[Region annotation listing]
■ ■ ■ ■
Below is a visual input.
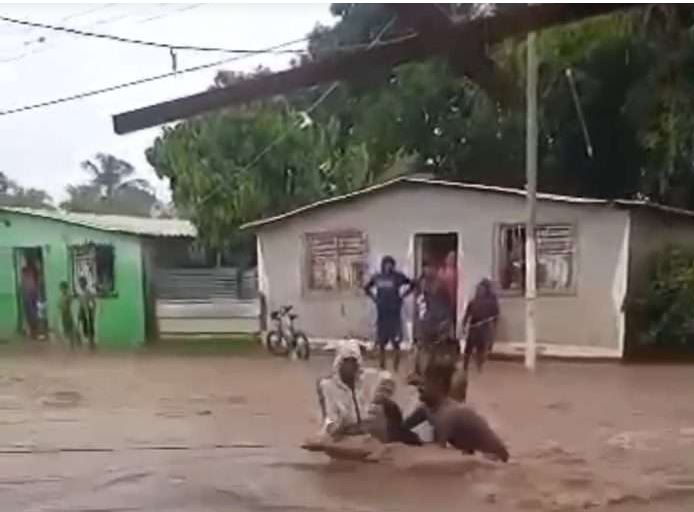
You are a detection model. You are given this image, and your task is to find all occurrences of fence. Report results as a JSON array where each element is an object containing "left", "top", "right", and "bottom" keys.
[{"left": 154, "top": 268, "right": 261, "bottom": 338}]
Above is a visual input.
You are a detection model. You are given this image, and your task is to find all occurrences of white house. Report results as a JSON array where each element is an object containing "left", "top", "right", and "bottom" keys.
[{"left": 245, "top": 177, "right": 694, "bottom": 358}]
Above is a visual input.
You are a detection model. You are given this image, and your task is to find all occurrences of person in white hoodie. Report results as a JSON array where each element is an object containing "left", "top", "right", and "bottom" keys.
[
  {"left": 303, "top": 340, "right": 421, "bottom": 459},
  {"left": 317, "top": 340, "right": 395, "bottom": 439}
]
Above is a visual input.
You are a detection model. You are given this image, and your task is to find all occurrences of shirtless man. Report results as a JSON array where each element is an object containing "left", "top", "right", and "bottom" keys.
[{"left": 403, "top": 362, "right": 509, "bottom": 462}]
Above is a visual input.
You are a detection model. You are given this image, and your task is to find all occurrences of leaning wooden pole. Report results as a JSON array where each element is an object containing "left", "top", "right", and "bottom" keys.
[{"left": 525, "top": 32, "right": 538, "bottom": 371}]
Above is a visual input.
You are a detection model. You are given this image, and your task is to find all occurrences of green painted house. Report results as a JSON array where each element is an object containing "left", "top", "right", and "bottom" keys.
[{"left": 0, "top": 207, "right": 196, "bottom": 347}]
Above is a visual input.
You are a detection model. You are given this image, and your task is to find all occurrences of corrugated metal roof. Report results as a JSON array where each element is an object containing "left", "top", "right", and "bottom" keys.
[
  {"left": 0, "top": 206, "right": 197, "bottom": 238},
  {"left": 241, "top": 175, "right": 694, "bottom": 229}
]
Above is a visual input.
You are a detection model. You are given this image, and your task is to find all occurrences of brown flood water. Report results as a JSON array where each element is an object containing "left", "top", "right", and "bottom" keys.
[{"left": 0, "top": 346, "right": 694, "bottom": 512}]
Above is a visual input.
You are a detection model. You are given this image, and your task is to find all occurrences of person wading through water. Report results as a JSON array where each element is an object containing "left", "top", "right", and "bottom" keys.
[
  {"left": 364, "top": 256, "right": 414, "bottom": 372},
  {"left": 312, "top": 340, "right": 421, "bottom": 458},
  {"left": 463, "top": 279, "right": 499, "bottom": 371},
  {"left": 414, "top": 262, "right": 457, "bottom": 375},
  {"left": 402, "top": 362, "right": 509, "bottom": 462}
]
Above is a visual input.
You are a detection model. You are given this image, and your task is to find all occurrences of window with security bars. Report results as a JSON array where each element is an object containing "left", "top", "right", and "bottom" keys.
[
  {"left": 496, "top": 224, "right": 576, "bottom": 293},
  {"left": 306, "top": 231, "right": 367, "bottom": 291}
]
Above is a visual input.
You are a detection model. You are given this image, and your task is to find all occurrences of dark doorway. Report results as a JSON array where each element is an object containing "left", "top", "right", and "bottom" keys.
[
  {"left": 414, "top": 233, "right": 459, "bottom": 338},
  {"left": 15, "top": 247, "right": 48, "bottom": 339}
]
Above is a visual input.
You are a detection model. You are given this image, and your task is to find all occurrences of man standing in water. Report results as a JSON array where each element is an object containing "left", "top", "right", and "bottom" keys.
[
  {"left": 364, "top": 256, "right": 414, "bottom": 372},
  {"left": 463, "top": 279, "right": 499, "bottom": 371}
]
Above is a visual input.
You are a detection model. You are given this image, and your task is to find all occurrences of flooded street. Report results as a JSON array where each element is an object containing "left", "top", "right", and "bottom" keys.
[{"left": 0, "top": 346, "right": 694, "bottom": 512}]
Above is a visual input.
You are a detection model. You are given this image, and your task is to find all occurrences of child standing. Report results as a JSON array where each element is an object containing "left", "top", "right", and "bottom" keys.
[
  {"left": 77, "top": 276, "right": 96, "bottom": 348},
  {"left": 58, "top": 281, "right": 79, "bottom": 348}
]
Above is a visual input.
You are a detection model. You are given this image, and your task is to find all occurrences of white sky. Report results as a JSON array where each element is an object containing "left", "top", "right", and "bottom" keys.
[{"left": 0, "top": 3, "right": 333, "bottom": 199}]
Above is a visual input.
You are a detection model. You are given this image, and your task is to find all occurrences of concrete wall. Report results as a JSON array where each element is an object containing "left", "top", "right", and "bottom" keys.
[
  {"left": 0, "top": 212, "right": 145, "bottom": 346},
  {"left": 625, "top": 208, "right": 694, "bottom": 349},
  {"left": 258, "top": 184, "right": 629, "bottom": 355}
]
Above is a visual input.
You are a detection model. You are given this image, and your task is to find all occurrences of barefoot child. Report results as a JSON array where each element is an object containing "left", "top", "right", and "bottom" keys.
[{"left": 58, "top": 281, "right": 79, "bottom": 348}]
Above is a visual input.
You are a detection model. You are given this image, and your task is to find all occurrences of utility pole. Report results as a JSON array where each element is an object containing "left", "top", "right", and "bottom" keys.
[{"left": 525, "top": 32, "right": 538, "bottom": 371}]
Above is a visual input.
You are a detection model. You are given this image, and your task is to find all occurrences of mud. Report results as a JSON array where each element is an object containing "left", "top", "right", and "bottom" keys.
[{"left": 0, "top": 351, "right": 694, "bottom": 512}]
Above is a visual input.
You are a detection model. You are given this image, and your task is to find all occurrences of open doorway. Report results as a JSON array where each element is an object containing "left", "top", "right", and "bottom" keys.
[
  {"left": 15, "top": 247, "right": 48, "bottom": 339},
  {"left": 414, "top": 233, "right": 458, "bottom": 336}
]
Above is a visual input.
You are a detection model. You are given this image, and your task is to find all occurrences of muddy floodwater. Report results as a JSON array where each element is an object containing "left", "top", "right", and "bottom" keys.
[{"left": 0, "top": 351, "right": 694, "bottom": 512}]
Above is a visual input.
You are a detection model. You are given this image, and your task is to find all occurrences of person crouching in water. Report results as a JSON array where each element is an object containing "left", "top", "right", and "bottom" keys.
[
  {"left": 317, "top": 340, "right": 420, "bottom": 444},
  {"left": 402, "top": 362, "right": 509, "bottom": 462},
  {"left": 364, "top": 256, "right": 414, "bottom": 372},
  {"left": 463, "top": 279, "right": 499, "bottom": 371}
]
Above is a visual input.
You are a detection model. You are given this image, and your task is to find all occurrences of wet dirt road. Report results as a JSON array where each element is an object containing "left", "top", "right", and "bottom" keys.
[{"left": 0, "top": 352, "right": 694, "bottom": 512}]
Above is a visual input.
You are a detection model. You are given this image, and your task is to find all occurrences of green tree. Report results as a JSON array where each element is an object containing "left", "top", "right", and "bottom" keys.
[
  {"left": 0, "top": 172, "right": 53, "bottom": 209},
  {"left": 60, "top": 153, "right": 158, "bottom": 217}
]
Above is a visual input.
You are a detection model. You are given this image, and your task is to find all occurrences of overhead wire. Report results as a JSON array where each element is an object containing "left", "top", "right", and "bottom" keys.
[
  {"left": 0, "top": 15, "right": 304, "bottom": 54},
  {"left": 198, "top": 16, "right": 402, "bottom": 205},
  {"left": 0, "top": 28, "right": 417, "bottom": 117},
  {"left": 0, "top": 4, "right": 198, "bottom": 63},
  {"left": 0, "top": 37, "right": 308, "bottom": 117}
]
■ ■ ■ ■
-- Set exercise --
How many lines of the listing above contain the word "doorway"? Reply with the number only.

-- Completed exercise --
2